Next, model training was carried out for the above model and the experimental parameters and methods. During training, the loss value and accuracy rate of each round were recorded to observe each model’s training effect from the numerical changes. First, we compared the loss values of our proposed LSTM-MFCC-TL, BLSTM-MFCC-TL, and BLSTM-MFCCAE-TL methods, as shown in
Figure 14 and
Table 5.
The six-line graph in
Figure 14 shows the change trends of the training and the validation data loss values of the LSTM-MFCC-TL, the BLSTM-MFCC-TL, and the BLSTM-MFCCAE-TL methods in each epoch. In the second epoch, the loss value of each method was significantly reduced. Subsequently, the gap between each method’s training and the validation set loss values becomes increasingly closer, and the training loss value gradually becomes stable. From
Table 5, we can see a comparison of the loss values of the three proposed methods in the 20th round, especially to observe whether the training and the validation set loss values between the methods exhibit overfitting. At the 20th epoch, the LSTM-MFCC-TL method proposed in this paper has a loss value of 2.98% for the training set and 1.15% for the validation set. The loss value of the BLSTM-MFCC-TL method was 1.19% for the training set and 0.42% for the validation set. The BLSTM-MFCCAE-TL method had a training set loss of 0.75% and a validation set loss of 0.49%. From the comparison of the loss values of each method, it can be seen that there is not much difference between the loss values of the training and the validation sets, and our method also obtains a lower loss value. Thus, the three proposed methods are all effectively trained. We then compared the accuracy of our proposed LSTM-MFCC-TL, BLSTM-MFCC-TL, and BLSTM-MFCCAE-TL methods, as shown in
Figure 15 and
Table 6.
Figure 15 shows the changing trends of the training and validation data accuracies in the proposed LSTM-MFCC-TL, BLSTM-MFCC-TL, and BLSTM-MFCCAE-TL methods in the first 20 epochs. First, the accuracy of each method exhibits noticeable amplitude changes in the second epoch, and then it increases steadily. The results for the 20th epoch are listed in
Table 6.

REQUIREMENTS>
1 > Pull out every line in the records below that contains the word "jockey", and copy those lines.
2 > Carry on the passage above about training the LSTM and BLSTM methods, picking up right after its last sentence.

ENTRIES PROVIDED>
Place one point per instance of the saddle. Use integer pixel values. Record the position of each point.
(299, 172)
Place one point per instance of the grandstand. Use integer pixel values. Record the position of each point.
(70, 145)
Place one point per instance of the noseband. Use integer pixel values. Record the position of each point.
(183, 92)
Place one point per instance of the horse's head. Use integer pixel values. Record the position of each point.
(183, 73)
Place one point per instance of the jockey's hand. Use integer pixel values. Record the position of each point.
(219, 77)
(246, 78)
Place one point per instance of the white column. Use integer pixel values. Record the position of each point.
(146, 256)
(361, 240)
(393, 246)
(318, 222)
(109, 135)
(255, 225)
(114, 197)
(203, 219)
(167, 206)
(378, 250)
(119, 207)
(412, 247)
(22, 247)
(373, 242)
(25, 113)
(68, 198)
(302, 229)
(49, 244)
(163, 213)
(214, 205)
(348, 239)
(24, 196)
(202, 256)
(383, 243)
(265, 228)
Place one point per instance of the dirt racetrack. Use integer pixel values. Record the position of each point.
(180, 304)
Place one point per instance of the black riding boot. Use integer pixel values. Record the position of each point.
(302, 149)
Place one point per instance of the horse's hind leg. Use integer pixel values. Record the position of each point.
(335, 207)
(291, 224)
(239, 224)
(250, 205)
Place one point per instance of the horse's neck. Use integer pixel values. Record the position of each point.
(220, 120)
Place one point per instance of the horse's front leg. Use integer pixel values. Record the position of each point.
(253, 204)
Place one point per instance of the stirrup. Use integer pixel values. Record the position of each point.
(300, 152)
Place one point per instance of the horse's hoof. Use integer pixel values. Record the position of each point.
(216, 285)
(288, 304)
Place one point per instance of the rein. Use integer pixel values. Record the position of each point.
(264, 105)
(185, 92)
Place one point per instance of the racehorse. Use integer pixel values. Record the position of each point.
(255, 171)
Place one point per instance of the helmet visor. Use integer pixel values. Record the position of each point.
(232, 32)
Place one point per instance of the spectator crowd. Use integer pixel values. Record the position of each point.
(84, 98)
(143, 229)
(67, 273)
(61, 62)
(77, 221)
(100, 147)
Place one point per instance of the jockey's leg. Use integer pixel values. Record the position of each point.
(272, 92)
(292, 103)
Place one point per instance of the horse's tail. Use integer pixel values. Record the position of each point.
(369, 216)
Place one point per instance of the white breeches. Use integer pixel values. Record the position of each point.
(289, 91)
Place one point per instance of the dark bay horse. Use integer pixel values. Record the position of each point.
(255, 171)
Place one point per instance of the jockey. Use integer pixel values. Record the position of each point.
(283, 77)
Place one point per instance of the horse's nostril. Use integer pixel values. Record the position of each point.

RESULTS FOR THE EXERCISE>
1 >
Place one point per instance of the jockey's hand. Use integer pixel values. Record the position of each point.
Place one point per instance of the jockey's leg. Use integer pixel values. Record the position of each point.
Place one point per instance of the jockey. Use integer pixel values. Record the position of each point.

2 >
In this speaker recognition experiment, the accuracy is defined as the ratio of correctly recognizing the speaker to all prediction results. In comparison, the evaluated validation accuracy for the proposed methods, namely LSTM-MFCC-TL, BLSTM-MFCC-TL, and BLSTM-MFCCAE-TL, is 89.07%, 91.18%, and 93.08%, respectively. Therefore, using the same BLSTM model and MFCC feature, the BLSTM-MFCCAE-TL method, which incorporates AE features, significantly improved the validation accuracy from 91.18% to 93.08% compared to the BLSTM-MFCC-TL method. The architecture of the GMM-HMM-MFCCAE method [
16] was designed for application to word classification and achieved a word classification accuracy of 92.81%. However, the GMM-HMM-MFCCAE method is only 64.48% accurate in the validation set applied to identity person recognition, which is the worst performance, as shown in
Table 6. Then, we propose three identification accuracy methods; the LSTM-MFCC-TL method’s accuracy rate is 89.07%. The validation set accuracy of the BLSTM-MFCC-TL method is 91.18%. The validation set accuracy of the BLSTM-MFCCAE-TL method is 93.08%. From the changes in the accuracy of the LSTM-MFCC-TL and BLSTM-MFCC-TL methods, it can be seen that the architecture using BLSTM as the main model can effectively improve the validation set accuracy by 2.11%. The accuracy of the validation set of our constructed GMM-HMM-MFCCAE method was only 64.48%, which is the worst performance, as shown in
Table 6. This is because the architecture of the GMM-HMM-MFCCAE method was designed to be applied to the classification of words in the study of [
16], and a classification accuracy of more than 90% of the words was obtained. The LSTM-MFCC-TL method, BLSTM-MFCC-TL method, BLSTM-MFCCAE-TL method, and GMM-HMM-MFCCAE method used in the experiment are all speaker recognition methods. Although the GMM-HMM-MFCCAE method was originally designed for text recognition, we took reference from its AE feature architecture. Therefore, we applied this architecture to the speaker recognition during the experiment to ensure that our proposed BLSTM-MFCCAE-TL method can utilize AE features and achieve better accuracy in speaker recognition. From the changes in the accuracy of the BLSTM-MFCC-TL and BLSTM-MFCCAE-TL methods, it was found that the accuracy of the validation set could be effectively improved by 1.9% by adding the input of additional AE features.
Table 7 lists the computation time of each method for the proposed LSTM-MFCC-TL, BLSTM-MFCC-TL, BLSTM-MFCCAE-TL, and GMM-HMM-MFCCAE methods. The computation time was compared to understand the operational efficiency of an actual forecast.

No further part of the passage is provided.